Dataset items
○ ○ ○ ○ ○ ○ ○

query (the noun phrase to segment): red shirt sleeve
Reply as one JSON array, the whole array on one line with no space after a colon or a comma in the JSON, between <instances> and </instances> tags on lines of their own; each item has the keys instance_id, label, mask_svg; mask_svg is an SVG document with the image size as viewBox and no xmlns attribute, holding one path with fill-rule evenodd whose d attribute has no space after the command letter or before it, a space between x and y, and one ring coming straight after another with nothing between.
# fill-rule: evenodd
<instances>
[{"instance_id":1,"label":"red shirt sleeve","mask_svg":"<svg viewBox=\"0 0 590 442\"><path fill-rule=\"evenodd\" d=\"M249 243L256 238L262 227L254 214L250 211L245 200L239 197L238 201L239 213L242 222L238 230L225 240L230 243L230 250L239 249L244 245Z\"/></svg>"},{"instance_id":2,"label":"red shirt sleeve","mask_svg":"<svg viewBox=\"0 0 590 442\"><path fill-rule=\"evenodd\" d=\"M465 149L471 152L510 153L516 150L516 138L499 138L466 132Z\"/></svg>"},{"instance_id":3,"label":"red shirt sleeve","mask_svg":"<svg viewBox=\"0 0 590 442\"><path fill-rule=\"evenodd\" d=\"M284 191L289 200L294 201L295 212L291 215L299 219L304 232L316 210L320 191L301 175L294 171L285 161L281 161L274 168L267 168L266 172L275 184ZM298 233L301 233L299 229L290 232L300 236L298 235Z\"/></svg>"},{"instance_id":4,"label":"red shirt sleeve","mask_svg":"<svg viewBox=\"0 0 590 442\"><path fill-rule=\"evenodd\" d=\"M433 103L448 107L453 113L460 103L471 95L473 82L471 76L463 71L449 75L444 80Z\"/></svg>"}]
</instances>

○ ○ ○ ○ ○ ○ ○

WHAT YOU ARE ASKED TO DO
Change "query" to "prompt" throughout the lines above and reproduce them with nothing else altered.

THE SOLUTION
prompt (the noun phrase to segment): red shirt sleeve
Reply as one JSON array, the whole array on one line with no space after a colon or a comma in the JSON, between <instances> and </instances> tags on lines of their own; each item has the keys instance_id, label, mask_svg; mask_svg is an SVG document with the image size as viewBox and no xmlns attribute, holding one path with fill-rule evenodd whose d attribute has no space after the command letter or before it, a space between x and y, and one ring coming straight after another with nothing between.
# fill-rule: evenodd
<instances>
[{"instance_id":1,"label":"red shirt sleeve","mask_svg":"<svg viewBox=\"0 0 590 442\"><path fill-rule=\"evenodd\" d=\"M249 243L256 238L262 227L254 214L250 211L245 200L239 197L238 201L239 213L242 222L238 230L225 240L230 243L230 250L239 249L244 245Z\"/></svg>"},{"instance_id":2,"label":"red shirt sleeve","mask_svg":"<svg viewBox=\"0 0 590 442\"><path fill-rule=\"evenodd\" d=\"M465 149L471 152L510 153L516 150L516 138L499 138L466 132Z\"/></svg>"},{"instance_id":3,"label":"red shirt sleeve","mask_svg":"<svg viewBox=\"0 0 590 442\"><path fill-rule=\"evenodd\" d=\"M284 191L289 200L294 201L295 212L291 215L299 219L304 232L316 210L320 191L301 175L294 171L285 161L281 161L274 168L267 168L266 172L275 184ZM298 233L301 233L299 229L290 232L300 236L298 235Z\"/></svg>"},{"instance_id":4,"label":"red shirt sleeve","mask_svg":"<svg viewBox=\"0 0 590 442\"><path fill-rule=\"evenodd\" d=\"M433 103L448 107L453 113L460 103L471 95L473 82L471 76L463 71L449 75L444 80Z\"/></svg>"}]
</instances>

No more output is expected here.